- SUPPLIED INFORMATION:
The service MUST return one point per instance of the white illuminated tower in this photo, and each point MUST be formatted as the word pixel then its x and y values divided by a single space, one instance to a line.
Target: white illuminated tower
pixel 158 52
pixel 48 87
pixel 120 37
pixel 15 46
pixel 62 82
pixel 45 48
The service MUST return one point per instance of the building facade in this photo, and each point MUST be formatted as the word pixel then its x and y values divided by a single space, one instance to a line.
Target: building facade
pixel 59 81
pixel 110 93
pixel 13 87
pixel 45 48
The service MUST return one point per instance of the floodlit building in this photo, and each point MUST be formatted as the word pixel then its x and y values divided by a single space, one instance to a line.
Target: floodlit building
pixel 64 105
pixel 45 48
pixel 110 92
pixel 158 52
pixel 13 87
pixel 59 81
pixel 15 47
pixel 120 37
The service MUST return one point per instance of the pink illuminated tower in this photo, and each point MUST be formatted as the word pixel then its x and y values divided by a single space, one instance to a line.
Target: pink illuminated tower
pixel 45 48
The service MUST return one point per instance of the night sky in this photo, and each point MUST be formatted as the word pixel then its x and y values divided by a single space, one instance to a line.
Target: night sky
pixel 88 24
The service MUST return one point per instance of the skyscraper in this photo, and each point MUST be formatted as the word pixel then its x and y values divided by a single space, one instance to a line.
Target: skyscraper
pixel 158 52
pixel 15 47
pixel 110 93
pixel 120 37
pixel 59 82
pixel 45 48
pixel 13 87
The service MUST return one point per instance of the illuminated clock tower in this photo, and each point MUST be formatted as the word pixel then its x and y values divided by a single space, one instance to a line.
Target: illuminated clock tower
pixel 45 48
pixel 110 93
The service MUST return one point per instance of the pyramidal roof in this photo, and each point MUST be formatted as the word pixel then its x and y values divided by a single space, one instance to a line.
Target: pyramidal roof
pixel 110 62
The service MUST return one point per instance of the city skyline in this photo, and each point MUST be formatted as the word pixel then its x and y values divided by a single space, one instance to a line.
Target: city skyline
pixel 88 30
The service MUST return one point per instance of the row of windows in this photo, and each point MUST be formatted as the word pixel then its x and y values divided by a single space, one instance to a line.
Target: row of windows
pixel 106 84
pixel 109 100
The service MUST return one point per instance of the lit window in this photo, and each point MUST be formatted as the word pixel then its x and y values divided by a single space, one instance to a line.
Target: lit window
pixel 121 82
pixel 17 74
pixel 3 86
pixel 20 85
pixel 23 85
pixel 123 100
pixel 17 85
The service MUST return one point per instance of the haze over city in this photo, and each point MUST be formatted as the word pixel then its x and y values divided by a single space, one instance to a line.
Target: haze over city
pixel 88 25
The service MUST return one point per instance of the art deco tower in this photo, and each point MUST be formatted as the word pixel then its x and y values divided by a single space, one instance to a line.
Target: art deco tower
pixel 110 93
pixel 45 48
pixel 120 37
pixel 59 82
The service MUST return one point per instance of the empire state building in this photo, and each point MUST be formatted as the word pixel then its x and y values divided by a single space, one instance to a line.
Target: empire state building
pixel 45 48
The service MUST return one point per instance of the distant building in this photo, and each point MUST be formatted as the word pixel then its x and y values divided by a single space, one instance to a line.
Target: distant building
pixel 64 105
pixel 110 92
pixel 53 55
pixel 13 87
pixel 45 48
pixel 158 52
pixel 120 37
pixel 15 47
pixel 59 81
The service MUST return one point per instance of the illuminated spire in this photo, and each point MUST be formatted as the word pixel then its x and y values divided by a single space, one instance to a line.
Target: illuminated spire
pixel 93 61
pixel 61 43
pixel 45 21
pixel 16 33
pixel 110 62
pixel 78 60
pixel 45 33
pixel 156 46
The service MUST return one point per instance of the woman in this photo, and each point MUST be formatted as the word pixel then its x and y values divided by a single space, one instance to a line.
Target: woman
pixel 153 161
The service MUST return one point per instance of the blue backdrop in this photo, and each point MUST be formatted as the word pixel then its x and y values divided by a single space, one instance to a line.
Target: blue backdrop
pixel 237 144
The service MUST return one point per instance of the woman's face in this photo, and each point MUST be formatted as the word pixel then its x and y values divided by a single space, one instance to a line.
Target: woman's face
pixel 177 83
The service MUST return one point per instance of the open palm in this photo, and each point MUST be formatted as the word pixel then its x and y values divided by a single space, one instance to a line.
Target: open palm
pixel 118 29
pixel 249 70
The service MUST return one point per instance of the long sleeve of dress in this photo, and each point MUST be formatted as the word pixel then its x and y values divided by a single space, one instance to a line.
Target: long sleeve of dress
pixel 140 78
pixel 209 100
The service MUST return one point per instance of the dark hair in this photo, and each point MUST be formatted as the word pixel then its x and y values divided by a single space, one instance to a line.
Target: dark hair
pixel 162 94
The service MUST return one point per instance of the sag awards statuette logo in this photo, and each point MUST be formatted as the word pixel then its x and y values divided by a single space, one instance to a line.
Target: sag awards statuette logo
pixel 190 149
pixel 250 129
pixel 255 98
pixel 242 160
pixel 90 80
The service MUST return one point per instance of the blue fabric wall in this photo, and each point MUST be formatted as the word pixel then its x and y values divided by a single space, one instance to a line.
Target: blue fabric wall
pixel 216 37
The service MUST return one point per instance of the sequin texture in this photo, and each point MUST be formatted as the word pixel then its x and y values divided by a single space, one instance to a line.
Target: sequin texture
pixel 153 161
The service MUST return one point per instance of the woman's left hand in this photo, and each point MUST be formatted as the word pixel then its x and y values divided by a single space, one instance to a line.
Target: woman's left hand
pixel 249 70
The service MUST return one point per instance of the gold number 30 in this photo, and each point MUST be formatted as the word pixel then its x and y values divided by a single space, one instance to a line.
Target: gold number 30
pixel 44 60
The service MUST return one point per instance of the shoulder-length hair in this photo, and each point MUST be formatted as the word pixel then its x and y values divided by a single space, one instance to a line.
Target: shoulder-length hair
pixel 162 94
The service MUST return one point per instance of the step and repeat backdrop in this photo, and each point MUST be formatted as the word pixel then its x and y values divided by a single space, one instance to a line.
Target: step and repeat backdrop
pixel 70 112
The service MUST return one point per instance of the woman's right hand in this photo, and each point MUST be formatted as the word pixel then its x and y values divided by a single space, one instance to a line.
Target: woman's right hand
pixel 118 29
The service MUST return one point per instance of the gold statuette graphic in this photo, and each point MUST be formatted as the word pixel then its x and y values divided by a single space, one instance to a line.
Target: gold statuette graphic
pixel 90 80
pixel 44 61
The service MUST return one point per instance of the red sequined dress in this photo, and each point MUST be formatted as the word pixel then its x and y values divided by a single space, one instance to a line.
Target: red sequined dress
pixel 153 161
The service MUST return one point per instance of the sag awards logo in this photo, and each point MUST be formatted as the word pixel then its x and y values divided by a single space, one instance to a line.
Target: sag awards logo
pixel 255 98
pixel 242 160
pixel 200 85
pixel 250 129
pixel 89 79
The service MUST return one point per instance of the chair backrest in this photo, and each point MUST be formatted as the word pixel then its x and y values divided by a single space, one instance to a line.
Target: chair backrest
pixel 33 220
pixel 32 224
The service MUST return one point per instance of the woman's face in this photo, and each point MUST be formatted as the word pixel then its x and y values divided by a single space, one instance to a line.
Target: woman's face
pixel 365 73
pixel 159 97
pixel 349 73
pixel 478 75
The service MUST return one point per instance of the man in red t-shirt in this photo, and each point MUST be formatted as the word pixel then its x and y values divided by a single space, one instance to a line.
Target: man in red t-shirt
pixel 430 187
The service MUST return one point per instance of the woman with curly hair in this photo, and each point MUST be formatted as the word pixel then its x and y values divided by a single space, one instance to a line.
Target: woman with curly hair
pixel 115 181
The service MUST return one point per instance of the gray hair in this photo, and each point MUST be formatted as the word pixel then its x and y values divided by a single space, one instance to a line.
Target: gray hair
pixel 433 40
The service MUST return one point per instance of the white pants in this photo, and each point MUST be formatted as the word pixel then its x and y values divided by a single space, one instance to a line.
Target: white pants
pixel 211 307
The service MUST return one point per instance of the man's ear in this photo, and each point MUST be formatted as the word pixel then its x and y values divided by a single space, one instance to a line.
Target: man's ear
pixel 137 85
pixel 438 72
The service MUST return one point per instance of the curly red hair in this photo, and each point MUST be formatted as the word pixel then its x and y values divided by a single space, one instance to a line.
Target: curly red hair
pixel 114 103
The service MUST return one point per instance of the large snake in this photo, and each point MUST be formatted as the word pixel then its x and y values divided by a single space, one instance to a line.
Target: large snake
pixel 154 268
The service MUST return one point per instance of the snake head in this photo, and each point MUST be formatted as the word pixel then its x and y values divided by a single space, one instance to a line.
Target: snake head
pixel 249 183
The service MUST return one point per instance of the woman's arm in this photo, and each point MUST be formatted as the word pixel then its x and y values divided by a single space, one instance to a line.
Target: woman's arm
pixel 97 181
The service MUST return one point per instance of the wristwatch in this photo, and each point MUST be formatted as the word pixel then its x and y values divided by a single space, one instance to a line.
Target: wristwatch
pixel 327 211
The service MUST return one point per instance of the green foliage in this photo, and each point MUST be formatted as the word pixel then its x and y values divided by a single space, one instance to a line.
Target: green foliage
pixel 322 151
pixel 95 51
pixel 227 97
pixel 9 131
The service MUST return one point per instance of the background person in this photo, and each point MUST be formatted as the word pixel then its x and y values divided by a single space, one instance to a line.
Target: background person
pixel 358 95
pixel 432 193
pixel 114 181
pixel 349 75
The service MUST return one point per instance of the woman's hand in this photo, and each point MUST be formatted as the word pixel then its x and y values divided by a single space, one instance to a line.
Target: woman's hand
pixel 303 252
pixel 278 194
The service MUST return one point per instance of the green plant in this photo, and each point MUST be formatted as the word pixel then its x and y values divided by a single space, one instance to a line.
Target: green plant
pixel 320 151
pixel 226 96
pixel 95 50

- WHAT TO WORK ON: Please update everything from the line containing "The service MUST return one point per instance of the city" down to the line containing "pixel 88 25" by changing "row of windows" to "window band" and keeping all else the same. Return only those lines.

- OUTPUT FOR THIS TASK:
The service MUST return one point per instance of the city skyline in this photo, and each point MUST be formatted as the word pixel then its x and y values divided by a single space, one instance to a line.
Target: city skyline
pixel 88 30
The service MUST return one point per instance of the window band in this photo, and each point MUST be formatted as the word pixel then its x and y values divided by a single space, one instance to a line.
Target: window band
pixel 106 84
pixel 109 100
The service MUST return one point per instance of the lit window in this photo, and each point MUST be formatted as the word pixel then its x and y values divided by a single space, one instance to a line.
Target: lit window
pixel 121 82
pixel 17 74
pixel 3 86
pixel 20 85
pixel 23 85
pixel 123 100
pixel 17 85
The service MUST return one point per instance of the haze over city in this photo, and each point MUST be formatted as the word pixel then its x and y values divided by a single space, one instance to a line.
Target: haze over city
pixel 88 25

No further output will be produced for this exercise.